Text section:

Re: PROPOSAL: Drop interface/operation/(input|output)/@headers

Glen Daniels wrote:
> Hi Roberto, all:
>>etc. - those will be the purview of the document  > 
>>specifying each feature (most likely in English or Sinhalese).
>>Certainly not. I'd be fine with replacing an explicit way of 
>>defining headers with an implicit one (F&P) as long as it's 
>>clear that all reasonable uses of explicit abstract headers 
>>are covered. In other words, I'd like to see evidence that 
>>the kind of headers that people would declare today using 
>>@headers are good candidates for being abstracted into a 
>>feature, possibly parameterized by one or more properties (if 
>>I understood Glen's writeup).
> Correct.  Essentially, the only kinds of headers that are worth specifying
> with the mechanism that exists today are the "cookie-esque" ones - i.e.
> "please send me the value 'xq57jb' back in the header 'myns:SeekritCode'.
> Oh, and send it on every single message, too."  Anything with more complex
> semantics than that can't really be accommodated with the current syntax.

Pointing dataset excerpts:
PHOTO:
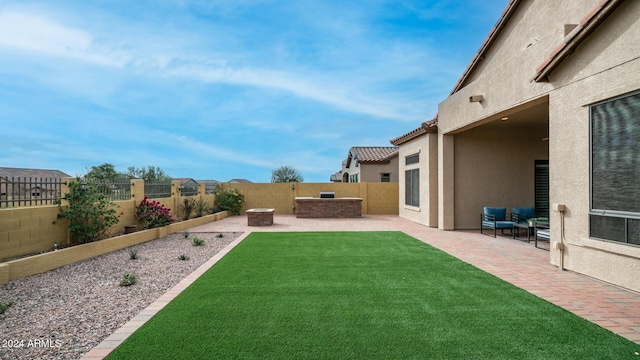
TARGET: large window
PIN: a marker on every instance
(615, 169)
(412, 187)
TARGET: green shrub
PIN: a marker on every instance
(231, 200)
(201, 207)
(152, 214)
(128, 279)
(89, 213)
(4, 307)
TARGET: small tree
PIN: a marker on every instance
(89, 213)
(150, 174)
(286, 174)
(105, 171)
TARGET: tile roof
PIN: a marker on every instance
(183, 180)
(239, 181)
(373, 154)
(33, 173)
(587, 25)
(425, 127)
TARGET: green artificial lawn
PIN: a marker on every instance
(360, 295)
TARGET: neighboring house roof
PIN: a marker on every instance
(586, 26)
(373, 154)
(34, 173)
(425, 127)
(209, 182)
(183, 180)
(239, 181)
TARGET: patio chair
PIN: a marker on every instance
(495, 218)
(522, 214)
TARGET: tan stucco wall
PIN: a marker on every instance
(373, 172)
(427, 146)
(495, 167)
(606, 65)
(504, 76)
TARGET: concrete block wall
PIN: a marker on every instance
(377, 198)
(328, 208)
(30, 230)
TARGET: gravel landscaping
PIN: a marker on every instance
(64, 313)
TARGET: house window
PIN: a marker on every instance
(412, 187)
(412, 159)
(615, 169)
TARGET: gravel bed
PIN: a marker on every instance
(64, 313)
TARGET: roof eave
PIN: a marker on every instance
(574, 39)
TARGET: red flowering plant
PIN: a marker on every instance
(152, 214)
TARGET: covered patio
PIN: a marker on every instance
(516, 262)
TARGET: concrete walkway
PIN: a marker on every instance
(517, 262)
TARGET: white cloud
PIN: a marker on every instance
(34, 33)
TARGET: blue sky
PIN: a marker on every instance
(221, 89)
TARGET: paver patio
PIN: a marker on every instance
(517, 262)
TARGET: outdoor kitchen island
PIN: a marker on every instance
(328, 207)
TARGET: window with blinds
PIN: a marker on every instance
(412, 187)
(615, 169)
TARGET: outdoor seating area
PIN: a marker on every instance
(521, 219)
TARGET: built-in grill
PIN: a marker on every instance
(327, 194)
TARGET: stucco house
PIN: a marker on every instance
(370, 164)
(547, 114)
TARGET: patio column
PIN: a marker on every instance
(446, 182)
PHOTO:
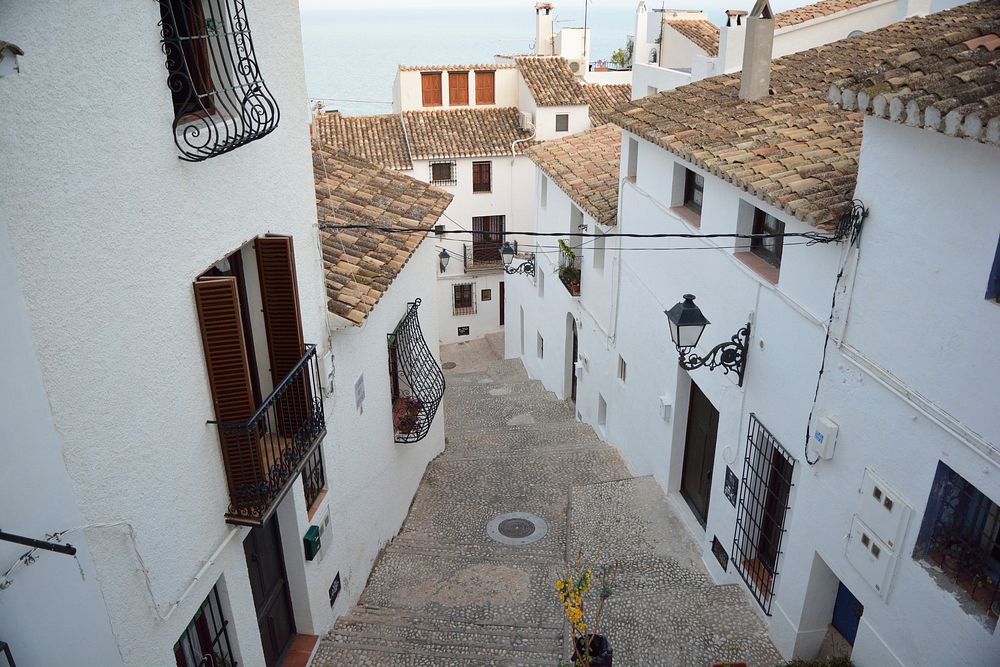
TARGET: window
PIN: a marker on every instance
(314, 479)
(485, 88)
(760, 511)
(960, 534)
(430, 88)
(213, 112)
(633, 159)
(694, 192)
(482, 176)
(205, 641)
(464, 302)
(458, 88)
(767, 248)
(443, 173)
(993, 286)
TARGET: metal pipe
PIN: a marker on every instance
(67, 549)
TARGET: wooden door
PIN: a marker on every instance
(430, 87)
(458, 88)
(269, 585)
(699, 453)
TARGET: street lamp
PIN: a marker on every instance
(507, 255)
(687, 323)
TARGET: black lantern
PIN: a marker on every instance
(507, 256)
(687, 323)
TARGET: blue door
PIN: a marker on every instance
(847, 614)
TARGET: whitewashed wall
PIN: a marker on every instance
(109, 229)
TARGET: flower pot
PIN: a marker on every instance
(600, 650)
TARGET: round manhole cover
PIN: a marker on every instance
(517, 528)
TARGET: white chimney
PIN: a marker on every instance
(755, 80)
(543, 28)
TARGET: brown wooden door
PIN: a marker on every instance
(269, 585)
(430, 87)
(458, 88)
(485, 88)
(699, 453)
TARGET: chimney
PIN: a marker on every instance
(543, 28)
(755, 80)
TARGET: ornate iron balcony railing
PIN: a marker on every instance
(220, 99)
(265, 454)
(420, 379)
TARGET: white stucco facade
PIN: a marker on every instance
(107, 232)
(908, 388)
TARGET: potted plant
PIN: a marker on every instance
(590, 647)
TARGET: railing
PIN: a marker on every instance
(264, 455)
(483, 256)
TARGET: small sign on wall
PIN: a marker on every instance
(732, 486)
(359, 393)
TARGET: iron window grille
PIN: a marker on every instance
(205, 641)
(313, 477)
(960, 534)
(464, 299)
(761, 511)
(415, 378)
(444, 173)
(220, 99)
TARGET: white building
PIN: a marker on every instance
(463, 128)
(178, 404)
(886, 533)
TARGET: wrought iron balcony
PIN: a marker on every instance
(265, 454)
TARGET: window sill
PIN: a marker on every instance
(687, 215)
(766, 271)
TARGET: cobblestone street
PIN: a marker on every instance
(444, 593)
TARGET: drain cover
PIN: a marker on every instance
(517, 528)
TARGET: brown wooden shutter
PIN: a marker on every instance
(218, 305)
(430, 86)
(485, 88)
(458, 88)
(283, 323)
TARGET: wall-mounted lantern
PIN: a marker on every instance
(687, 323)
(507, 255)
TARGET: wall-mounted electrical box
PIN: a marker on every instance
(823, 438)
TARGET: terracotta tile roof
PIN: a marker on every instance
(463, 132)
(815, 11)
(602, 99)
(360, 264)
(585, 167)
(455, 68)
(550, 81)
(377, 139)
(792, 149)
(704, 34)
(951, 85)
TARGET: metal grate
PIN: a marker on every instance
(220, 99)
(760, 512)
(417, 380)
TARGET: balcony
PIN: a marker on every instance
(264, 455)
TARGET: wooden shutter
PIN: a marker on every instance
(430, 86)
(218, 304)
(458, 88)
(283, 324)
(484, 88)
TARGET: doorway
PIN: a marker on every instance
(699, 453)
(269, 584)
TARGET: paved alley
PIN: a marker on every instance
(444, 592)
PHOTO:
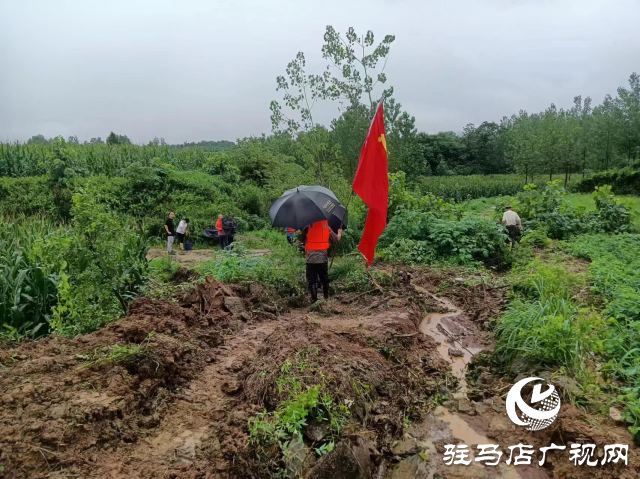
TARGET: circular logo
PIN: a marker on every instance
(541, 411)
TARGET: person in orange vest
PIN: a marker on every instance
(291, 235)
(316, 250)
(222, 236)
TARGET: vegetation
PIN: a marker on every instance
(625, 181)
(78, 220)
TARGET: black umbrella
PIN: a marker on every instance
(299, 207)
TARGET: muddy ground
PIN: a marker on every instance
(176, 403)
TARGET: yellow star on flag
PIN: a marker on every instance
(383, 140)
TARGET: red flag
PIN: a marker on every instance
(372, 184)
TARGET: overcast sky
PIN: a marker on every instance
(193, 70)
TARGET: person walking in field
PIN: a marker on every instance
(291, 233)
(318, 239)
(181, 232)
(170, 228)
(221, 234)
(512, 221)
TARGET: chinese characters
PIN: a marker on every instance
(522, 454)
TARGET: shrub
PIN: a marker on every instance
(612, 215)
(26, 196)
(625, 181)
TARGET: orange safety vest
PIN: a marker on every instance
(318, 236)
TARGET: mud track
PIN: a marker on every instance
(179, 407)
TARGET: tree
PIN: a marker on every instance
(445, 147)
(627, 107)
(114, 139)
(484, 148)
(522, 144)
(351, 77)
(604, 132)
(38, 140)
(355, 75)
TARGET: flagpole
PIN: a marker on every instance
(346, 209)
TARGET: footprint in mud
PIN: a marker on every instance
(445, 426)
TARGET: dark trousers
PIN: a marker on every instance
(315, 271)
(514, 233)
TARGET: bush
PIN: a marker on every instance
(26, 196)
(546, 209)
(460, 241)
(612, 215)
(625, 181)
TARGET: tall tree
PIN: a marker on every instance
(605, 132)
(354, 70)
(628, 112)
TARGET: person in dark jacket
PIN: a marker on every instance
(318, 238)
(230, 228)
(170, 229)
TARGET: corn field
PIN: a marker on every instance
(463, 188)
(27, 289)
(20, 160)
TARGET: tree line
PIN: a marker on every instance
(555, 141)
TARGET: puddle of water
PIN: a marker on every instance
(435, 325)
(461, 429)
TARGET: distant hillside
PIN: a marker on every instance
(209, 145)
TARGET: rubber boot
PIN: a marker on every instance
(313, 289)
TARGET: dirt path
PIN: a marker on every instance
(193, 426)
(179, 407)
(191, 259)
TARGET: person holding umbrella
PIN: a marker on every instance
(313, 208)
(319, 237)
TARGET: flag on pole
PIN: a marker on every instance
(371, 183)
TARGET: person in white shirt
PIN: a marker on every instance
(512, 221)
(181, 231)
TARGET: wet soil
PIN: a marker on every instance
(192, 258)
(179, 408)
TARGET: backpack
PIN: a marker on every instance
(229, 225)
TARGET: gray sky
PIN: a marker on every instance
(195, 70)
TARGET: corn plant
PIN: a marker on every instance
(27, 289)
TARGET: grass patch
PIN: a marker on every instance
(116, 354)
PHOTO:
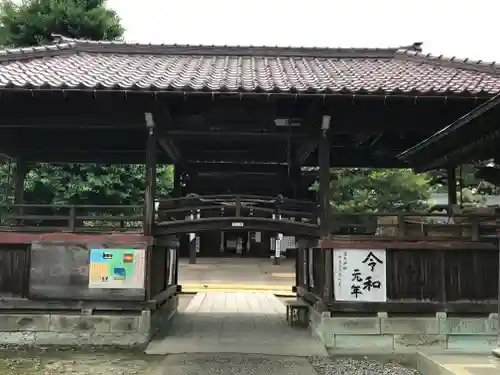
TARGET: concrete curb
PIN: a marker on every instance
(427, 366)
(239, 287)
(496, 352)
(277, 293)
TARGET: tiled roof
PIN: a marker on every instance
(72, 64)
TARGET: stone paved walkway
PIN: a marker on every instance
(249, 323)
(458, 364)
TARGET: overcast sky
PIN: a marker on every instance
(459, 28)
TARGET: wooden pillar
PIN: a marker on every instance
(194, 240)
(20, 171)
(452, 186)
(324, 203)
(19, 177)
(177, 193)
(150, 190)
(324, 182)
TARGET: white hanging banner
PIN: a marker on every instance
(360, 275)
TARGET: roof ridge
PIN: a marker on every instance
(445, 61)
(45, 50)
(120, 46)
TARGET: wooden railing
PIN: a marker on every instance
(236, 206)
(416, 225)
(71, 218)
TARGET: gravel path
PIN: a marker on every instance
(77, 363)
(350, 366)
(137, 363)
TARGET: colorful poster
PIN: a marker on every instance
(117, 268)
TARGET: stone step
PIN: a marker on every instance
(457, 364)
(496, 352)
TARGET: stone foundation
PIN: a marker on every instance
(125, 330)
(406, 334)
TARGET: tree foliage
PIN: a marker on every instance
(32, 22)
(87, 184)
(381, 190)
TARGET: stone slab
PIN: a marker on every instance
(457, 364)
(409, 325)
(472, 343)
(24, 322)
(354, 325)
(229, 364)
(79, 323)
(463, 326)
(413, 342)
(496, 352)
(365, 342)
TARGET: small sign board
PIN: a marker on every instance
(360, 275)
(117, 268)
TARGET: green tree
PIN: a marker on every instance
(380, 190)
(32, 22)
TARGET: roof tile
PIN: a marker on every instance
(94, 65)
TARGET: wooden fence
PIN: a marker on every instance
(57, 277)
(418, 281)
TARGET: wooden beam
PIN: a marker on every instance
(304, 151)
(189, 135)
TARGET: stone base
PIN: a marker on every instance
(496, 352)
(383, 333)
(122, 330)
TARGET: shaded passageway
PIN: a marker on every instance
(218, 322)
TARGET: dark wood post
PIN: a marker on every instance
(150, 190)
(20, 171)
(149, 195)
(452, 186)
(324, 203)
(177, 181)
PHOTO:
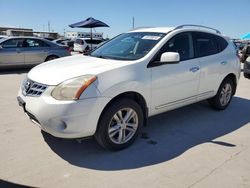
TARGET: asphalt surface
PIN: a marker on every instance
(193, 146)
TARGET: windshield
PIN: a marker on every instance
(128, 46)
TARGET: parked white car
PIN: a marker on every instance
(111, 93)
(84, 44)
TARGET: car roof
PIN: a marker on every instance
(166, 30)
(153, 29)
(90, 38)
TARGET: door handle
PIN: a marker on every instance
(194, 69)
(223, 62)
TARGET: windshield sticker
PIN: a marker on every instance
(147, 37)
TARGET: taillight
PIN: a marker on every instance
(68, 49)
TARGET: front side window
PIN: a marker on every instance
(128, 46)
(34, 43)
(181, 43)
(12, 43)
(93, 41)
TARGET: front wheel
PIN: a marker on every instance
(224, 95)
(119, 124)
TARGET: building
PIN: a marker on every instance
(26, 32)
(75, 34)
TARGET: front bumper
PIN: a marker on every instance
(65, 119)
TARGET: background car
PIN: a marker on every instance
(3, 36)
(247, 68)
(28, 50)
(84, 44)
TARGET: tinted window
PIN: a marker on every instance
(222, 43)
(79, 41)
(181, 43)
(34, 43)
(12, 43)
(205, 44)
(93, 41)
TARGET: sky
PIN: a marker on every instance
(231, 17)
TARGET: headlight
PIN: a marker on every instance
(73, 88)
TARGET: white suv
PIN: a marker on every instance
(110, 93)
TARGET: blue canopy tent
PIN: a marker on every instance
(245, 37)
(89, 23)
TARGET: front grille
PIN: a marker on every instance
(31, 88)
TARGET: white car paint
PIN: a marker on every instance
(162, 87)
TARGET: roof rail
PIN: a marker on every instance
(136, 28)
(191, 25)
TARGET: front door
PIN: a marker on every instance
(175, 85)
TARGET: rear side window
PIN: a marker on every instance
(208, 44)
(181, 43)
(222, 43)
(12, 43)
(79, 41)
(34, 43)
(205, 44)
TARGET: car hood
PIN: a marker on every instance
(59, 70)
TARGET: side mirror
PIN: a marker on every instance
(170, 58)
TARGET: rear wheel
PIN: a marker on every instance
(119, 124)
(224, 95)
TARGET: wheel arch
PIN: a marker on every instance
(137, 97)
(232, 77)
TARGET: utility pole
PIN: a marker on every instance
(49, 26)
(133, 24)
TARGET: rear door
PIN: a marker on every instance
(11, 52)
(213, 63)
(35, 51)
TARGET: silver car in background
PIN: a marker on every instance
(16, 51)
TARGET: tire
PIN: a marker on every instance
(115, 133)
(224, 95)
(49, 58)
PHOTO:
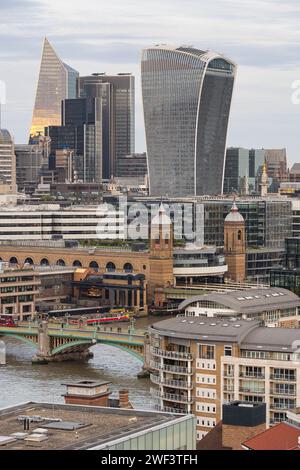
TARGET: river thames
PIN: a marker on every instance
(20, 381)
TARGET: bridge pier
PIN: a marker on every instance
(47, 354)
(145, 371)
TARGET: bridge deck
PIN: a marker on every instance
(135, 338)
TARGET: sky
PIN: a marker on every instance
(261, 36)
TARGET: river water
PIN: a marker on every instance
(21, 381)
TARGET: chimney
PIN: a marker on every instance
(241, 421)
(124, 399)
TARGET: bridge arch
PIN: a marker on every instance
(77, 263)
(21, 338)
(60, 262)
(94, 265)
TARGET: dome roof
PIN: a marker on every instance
(234, 215)
(5, 137)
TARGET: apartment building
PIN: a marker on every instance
(200, 363)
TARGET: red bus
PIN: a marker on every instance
(7, 320)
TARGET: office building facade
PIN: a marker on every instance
(117, 96)
(201, 363)
(57, 81)
(186, 97)
(7, 161)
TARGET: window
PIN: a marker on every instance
(206, 351)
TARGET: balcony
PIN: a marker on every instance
(171, 396)
(168, 409)
(179, 356)
(291, 393)
(283, 406)
(283, 378)
(257, 376)
(171, 383)
(251, 391)
(174, 369)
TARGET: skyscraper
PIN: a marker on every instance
(117, 94)
(57, 81)
(7, 161)
(186, 97)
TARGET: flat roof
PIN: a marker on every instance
(205, 328)
(283, 436)
(249, 301)
(249, 334)
(77, 427)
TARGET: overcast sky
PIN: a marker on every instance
(261, 36)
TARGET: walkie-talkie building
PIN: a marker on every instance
(186, 97)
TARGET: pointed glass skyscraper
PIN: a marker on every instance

Work to complete: Copy the entire reply about dropping @headers from WSDL interface operations, word for word and line for line.

Output:
Re: PROPOSAL: Drop interface/operation/(input|output)/@headers

Glen Daniels wrote:
> Hi Roberto, all:
>>etc. - those will be the purview of the document  > 
>>specifying each feature (most likely in English or Sinhalese).
>>Certainly not. I'd be fine with replacing an explicit way of 
>>defining headers with an implicit one (F&P) as long as it's 
>>clear that all reasonable uses of explicit abstract headers 
>>are covered. In other words, I'd like to see evidence that 
>>the kind of headers that people would declare today using 
>>@headers are good candidates for being abstracted into a 
>>feature, possibly parameterized by one or more properties (if 
>>I understood Glen's writeup).
> Correct.  Essentially, the only kinds of headers that are worth specifying
> with the mechanism that exists today are the "cookie-esque" ones - i.e.
> "please send me the value 'xq57jb' back in the header 'myns:SeekritCode'.
> Oh, and send it on every single message, too."  Anything with more complex
> semantics than that can't really be accommodated with the current syntax.